Input-Aware Sparse Attention for Real-Time Co-Speech Video Generation

1Carnegie Mellon University, 2PAII Inc.
SIGGRAPH Asia 2025
Visual summary

We introduce a conditional video distillation method for real-time co-speech video generation that leverages human pose conditioning for input-aware sparse attention and distillation loss. Our student model achieves 25.3 FPS, a 13.1X speedup over its teacher model, while preserving visual quality. Our method significantly improves motion coherence and lip synchronization over a leading few-step causal student model, while reducing common visual degradation in the speaker's face and hands (see yellow box).

Abstract

Diffusion models can synthesize realistic co-speech video from audio for various applications, such as video creation and virtual agents. However, existing diffusion-based methods are slow due to numerous denoising steps and costly attention mechanisms, preventing real-time deployment. In this work, we distill a many-step diffusion video model into a few-step student model. Unfortunately, directly applying recent diffusion distillation methods degrades video quality and falls short of real-time performance.

◇ ◇ ◇

Directives:
1 > Quote the co-speech video generation page from "Diffusion models can" to "of real-time performance.".
2 > On the co-speech video generation page, what frame rate does the student model reach?
3 > Write what comes next in the co-speech video generation page, starting after its last sentence.

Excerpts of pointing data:

◇ ◇ ◇

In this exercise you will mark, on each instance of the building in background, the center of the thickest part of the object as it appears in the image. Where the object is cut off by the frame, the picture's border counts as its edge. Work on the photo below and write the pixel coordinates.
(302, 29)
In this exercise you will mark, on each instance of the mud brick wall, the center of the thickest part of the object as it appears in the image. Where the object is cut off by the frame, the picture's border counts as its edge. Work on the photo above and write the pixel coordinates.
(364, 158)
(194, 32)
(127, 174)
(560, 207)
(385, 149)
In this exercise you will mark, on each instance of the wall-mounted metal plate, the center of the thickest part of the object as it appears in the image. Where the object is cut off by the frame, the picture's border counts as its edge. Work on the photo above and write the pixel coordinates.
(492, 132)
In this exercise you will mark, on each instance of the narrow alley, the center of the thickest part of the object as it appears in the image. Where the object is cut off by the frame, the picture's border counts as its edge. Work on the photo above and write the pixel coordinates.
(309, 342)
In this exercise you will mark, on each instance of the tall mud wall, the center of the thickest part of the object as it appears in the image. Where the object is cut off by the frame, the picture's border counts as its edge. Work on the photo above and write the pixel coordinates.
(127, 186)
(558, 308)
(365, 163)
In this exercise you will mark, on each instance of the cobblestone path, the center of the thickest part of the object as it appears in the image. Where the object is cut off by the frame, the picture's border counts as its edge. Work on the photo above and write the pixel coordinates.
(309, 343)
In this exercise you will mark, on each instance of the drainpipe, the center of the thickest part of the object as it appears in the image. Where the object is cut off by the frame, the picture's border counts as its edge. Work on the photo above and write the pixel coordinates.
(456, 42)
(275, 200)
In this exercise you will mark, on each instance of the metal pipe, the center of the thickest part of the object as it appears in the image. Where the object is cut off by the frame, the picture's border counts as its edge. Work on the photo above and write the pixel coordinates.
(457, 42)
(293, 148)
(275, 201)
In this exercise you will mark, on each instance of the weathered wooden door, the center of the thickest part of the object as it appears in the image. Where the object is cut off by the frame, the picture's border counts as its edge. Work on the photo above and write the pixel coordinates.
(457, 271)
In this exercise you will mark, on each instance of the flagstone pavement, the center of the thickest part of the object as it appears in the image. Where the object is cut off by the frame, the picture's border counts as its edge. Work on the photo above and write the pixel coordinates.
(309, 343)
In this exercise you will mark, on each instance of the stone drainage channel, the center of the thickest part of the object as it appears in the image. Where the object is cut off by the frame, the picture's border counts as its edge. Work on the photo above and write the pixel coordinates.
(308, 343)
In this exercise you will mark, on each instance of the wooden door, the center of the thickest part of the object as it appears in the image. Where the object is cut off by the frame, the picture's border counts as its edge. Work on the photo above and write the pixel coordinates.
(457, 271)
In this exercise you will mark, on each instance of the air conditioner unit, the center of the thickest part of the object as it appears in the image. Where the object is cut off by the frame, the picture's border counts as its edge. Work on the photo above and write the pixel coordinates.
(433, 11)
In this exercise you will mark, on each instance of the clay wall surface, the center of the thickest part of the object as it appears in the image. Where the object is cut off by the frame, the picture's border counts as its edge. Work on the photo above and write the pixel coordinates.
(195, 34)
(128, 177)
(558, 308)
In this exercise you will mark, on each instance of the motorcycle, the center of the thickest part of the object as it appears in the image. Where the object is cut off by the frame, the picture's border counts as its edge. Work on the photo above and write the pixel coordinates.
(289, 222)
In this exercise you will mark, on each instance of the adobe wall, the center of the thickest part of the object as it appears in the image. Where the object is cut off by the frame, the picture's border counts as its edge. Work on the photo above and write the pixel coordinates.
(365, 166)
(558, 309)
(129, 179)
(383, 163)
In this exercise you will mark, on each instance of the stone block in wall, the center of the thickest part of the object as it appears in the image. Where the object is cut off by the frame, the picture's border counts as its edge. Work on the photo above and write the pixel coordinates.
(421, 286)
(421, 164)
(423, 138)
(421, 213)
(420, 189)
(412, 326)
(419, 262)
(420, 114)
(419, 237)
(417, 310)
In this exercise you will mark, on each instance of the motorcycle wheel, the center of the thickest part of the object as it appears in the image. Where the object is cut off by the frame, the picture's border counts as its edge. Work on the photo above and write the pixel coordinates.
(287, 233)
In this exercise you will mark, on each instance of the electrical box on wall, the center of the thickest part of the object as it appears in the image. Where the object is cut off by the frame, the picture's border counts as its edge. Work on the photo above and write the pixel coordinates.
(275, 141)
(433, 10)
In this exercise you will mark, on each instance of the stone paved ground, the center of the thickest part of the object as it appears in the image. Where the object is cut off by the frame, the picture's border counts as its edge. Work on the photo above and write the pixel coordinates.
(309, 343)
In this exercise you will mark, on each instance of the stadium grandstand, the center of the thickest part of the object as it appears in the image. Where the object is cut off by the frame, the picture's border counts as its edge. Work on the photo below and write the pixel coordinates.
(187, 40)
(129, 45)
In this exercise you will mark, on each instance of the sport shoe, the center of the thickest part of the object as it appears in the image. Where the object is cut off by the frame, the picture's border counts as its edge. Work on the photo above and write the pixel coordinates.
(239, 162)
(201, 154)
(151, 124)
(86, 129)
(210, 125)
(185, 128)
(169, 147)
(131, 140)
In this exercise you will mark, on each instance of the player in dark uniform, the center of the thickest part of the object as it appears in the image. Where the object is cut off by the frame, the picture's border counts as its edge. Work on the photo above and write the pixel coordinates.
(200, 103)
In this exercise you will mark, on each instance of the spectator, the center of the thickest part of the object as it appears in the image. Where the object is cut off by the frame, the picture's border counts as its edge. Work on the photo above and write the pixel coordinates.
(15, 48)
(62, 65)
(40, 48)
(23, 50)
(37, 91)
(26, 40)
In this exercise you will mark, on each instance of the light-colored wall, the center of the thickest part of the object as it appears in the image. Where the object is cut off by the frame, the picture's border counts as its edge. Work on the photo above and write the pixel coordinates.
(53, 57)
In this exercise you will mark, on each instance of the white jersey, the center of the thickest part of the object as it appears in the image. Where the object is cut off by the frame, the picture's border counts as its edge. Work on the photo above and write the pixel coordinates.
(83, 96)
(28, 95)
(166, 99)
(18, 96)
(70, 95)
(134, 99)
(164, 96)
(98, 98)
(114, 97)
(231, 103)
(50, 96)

◇ ◇ ◇

Response list:
1 >
Diffusion models can synthesize realistic co-speech video from audio for various applications, such as video creation and virtual agents. However, existing diffusion-based methods are slow due to numerous denoising steps and costly attention mechanisms, preventing real-time deployment. In this work, we distill a many-step diffusion video model into a few-step student model. Unfortunately, directly applying recent diffusion distillation methods degrades video quality and falls short of real-time performance.

2 > 25.3 FPS

3 >
To address these issues, our new video distillation method leverages input human pose conditioning for both attention and loss functions. We first propose using accurate correspondence between input human pose keypoints to guide attention to relevant regions, such as the speaker's face, hands, and upper body. This input-aware sparse attention reduces redundant computations and strengthens temporal correspondences of body parts, improving inference efficiency and motion coherence. To further enhance visual quality, we introduce an input-aware distillation loss that improves lip synchronization and hand motion realism. By integrating our input-aware sparse attention and distillation loss, our method achieves real-time performance with improved visual quality compared to recent audio-driven and input-driven methods. We also conduct extensive experiments showing the effectiveness of our algorithmic design choices.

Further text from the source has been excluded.